• _EXTRACT_
CLEO CAN SEE INTO YOUR SOUL.

Those who may have inadvertently read Tuesday's update might recall that I wrote something about cats and something else. To be honest, I don't even read my own updates, as it depresses me to realize I'm a grown man writing about cat books found in gas station checkout stands. However, I've got this tiny book in front of me entitled "Cat Talk," so I'm guessing that I reviewed the first few chapters from this award-winning novelette (I just made up "The Award For the Best Cat Talk Book Named 'Cat Talk' Ever" category and it was the sole nomination). It is now Thursday, roughly two days after I began the long and arduous journey into cat lover Suzanne Smither's world of cat relationships, and I feel as if the book has failed to help me forge a more intimate, emotional bond with my two cats, Stupid and Cat. Despite the help of cat lover Suzanne Smither and her equally helpful, loving cats Cleo, Faith, and Hope, I still lack whatever mental conditioning and fortitude is necessary to truly communicate with these two creatures who lick each others' anuses on a regular basis. Perhaps Smither was simply holding out until chapter three in order to the create complex character development and a thick sense of plot tension needed to fuel such a novel? We'll find out today in the thrilling conclusion to part one of whatever the name of the previous update was labeled!

CHAPTER 3: ADOPTIONS AND RESCUES

I had a keen sense of where this book was heading before I even began the first paragraph. For example, I knew it would be about adoptions and rescues. I also safely assumed that cat lover Suzanne Smither would babble on for paragraphs about the spiritual metaphors behind her pets' names and how we should all wear purple colored crystals when we waddle into the nearest grocery store to refuel our insatiable Cheeto and Mountain Dew supply stash. I'm no stranger to the adoption and rescue scene; why, my own parents adopted me at the young age of 19. Shortly after adoption, I fell into a nearby well and was stuck there for the next three years. The fire department claimed they couldn't retrieve me from the well because the weather was "really bad" during a majority of those three years, so I was home schooled there until I was rescued at the age of 22. One magnificent day in June, a kind-hearted jolly fellow stopped his car and rolled me out of the seemingly bottomless well which had imprisoned me for so long! It turns out I hadn't actually been in a well for the last three years, but I was instead very drunk the night before and passed out in a drainage ditch behind the Applebee's. It just felt like three years because when you're closer to the Earth's core like I was, time seems to slow down like a whole lot.

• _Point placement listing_
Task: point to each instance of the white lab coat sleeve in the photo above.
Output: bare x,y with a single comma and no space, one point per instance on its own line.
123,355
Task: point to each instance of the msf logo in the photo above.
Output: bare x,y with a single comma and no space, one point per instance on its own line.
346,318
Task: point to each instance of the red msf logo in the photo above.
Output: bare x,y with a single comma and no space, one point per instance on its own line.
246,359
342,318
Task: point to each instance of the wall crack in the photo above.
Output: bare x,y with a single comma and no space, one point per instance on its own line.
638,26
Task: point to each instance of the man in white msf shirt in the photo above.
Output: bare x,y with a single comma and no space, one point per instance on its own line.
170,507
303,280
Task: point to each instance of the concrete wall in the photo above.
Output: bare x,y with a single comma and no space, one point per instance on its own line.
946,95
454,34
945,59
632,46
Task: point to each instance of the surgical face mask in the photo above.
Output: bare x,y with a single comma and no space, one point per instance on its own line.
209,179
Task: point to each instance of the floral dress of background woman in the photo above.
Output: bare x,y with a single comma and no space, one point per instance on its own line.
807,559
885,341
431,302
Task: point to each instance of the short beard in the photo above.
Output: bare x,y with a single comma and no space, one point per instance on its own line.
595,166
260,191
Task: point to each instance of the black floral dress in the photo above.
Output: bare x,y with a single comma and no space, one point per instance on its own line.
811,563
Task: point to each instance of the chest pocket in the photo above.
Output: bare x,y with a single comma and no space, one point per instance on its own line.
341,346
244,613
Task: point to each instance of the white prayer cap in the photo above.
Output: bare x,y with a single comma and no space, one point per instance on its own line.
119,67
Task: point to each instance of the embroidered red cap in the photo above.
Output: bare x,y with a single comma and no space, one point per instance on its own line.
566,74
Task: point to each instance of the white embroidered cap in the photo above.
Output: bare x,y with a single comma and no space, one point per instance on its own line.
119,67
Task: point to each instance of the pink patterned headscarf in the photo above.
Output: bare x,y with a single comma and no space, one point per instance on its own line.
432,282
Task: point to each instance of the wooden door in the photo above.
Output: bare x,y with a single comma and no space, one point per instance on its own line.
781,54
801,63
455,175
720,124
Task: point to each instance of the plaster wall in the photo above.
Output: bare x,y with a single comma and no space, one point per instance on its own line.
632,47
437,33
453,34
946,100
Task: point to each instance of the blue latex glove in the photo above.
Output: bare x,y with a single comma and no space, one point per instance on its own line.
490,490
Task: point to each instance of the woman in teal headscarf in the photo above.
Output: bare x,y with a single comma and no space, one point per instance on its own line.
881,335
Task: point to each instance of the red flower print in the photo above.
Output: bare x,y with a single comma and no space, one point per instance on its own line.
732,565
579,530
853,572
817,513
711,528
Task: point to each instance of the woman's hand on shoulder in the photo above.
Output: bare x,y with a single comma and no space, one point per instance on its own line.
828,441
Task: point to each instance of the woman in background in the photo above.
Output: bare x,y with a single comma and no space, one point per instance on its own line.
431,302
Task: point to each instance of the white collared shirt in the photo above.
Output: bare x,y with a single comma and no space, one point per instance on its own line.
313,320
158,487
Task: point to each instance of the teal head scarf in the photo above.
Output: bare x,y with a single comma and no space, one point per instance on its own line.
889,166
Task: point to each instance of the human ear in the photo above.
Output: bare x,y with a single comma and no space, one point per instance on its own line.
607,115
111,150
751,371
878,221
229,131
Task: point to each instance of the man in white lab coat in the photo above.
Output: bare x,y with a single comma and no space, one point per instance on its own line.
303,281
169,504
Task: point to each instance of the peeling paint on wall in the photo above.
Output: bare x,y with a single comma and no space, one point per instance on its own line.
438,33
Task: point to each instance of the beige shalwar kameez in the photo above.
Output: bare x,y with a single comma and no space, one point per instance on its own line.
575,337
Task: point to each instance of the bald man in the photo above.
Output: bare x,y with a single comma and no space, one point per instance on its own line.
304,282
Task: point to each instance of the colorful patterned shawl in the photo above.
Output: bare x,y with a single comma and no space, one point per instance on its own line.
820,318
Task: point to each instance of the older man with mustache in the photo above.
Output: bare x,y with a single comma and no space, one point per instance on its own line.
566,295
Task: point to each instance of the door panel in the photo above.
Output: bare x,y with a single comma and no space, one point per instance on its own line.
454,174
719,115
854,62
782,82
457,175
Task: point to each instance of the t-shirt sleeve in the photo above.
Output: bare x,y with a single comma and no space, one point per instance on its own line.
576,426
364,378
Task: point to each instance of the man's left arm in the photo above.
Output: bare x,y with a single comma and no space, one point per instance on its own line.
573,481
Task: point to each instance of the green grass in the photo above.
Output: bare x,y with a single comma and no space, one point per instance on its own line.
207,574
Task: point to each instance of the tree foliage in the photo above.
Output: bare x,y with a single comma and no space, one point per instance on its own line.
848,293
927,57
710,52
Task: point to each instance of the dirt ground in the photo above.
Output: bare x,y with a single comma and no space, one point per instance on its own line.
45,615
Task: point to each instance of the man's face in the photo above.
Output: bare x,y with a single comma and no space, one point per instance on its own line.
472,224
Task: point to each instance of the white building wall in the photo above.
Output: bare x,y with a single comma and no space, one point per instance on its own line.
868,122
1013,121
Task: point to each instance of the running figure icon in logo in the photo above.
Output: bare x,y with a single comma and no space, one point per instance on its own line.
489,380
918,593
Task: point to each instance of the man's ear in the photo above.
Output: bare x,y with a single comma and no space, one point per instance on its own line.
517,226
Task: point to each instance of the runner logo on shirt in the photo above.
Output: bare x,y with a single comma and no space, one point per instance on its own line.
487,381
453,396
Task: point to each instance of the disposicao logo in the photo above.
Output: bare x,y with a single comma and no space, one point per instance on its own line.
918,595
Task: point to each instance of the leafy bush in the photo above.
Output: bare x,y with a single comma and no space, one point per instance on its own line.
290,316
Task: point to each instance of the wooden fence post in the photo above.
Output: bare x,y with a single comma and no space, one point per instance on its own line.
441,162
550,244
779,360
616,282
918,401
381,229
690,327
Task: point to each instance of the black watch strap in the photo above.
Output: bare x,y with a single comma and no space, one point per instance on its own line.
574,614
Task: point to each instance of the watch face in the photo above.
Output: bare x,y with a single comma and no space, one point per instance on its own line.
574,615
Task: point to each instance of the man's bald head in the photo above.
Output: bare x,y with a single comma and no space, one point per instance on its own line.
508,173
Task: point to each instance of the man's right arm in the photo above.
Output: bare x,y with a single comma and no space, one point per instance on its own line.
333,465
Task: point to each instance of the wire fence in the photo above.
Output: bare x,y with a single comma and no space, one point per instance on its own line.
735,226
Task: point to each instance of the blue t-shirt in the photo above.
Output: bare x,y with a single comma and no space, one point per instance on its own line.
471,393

• _WRITTEN REQUEST_
Please mark each statement yes or no according to the cat book review, quoting the words in it that settle each one. 1. The writer's two cats are named Stupid and Cat. 2. The writer found books like "Cat Talk" at a bookstore. 3. The writer really spent three years stuck in a well.

• _THE COMPLETED TASK_
1. Yes: "my two cats, Stupid and Cat."
2. No: "cat books found in gas station checkout stands"
3. No: "It turns out I hadn't actually been in a well for the last three years"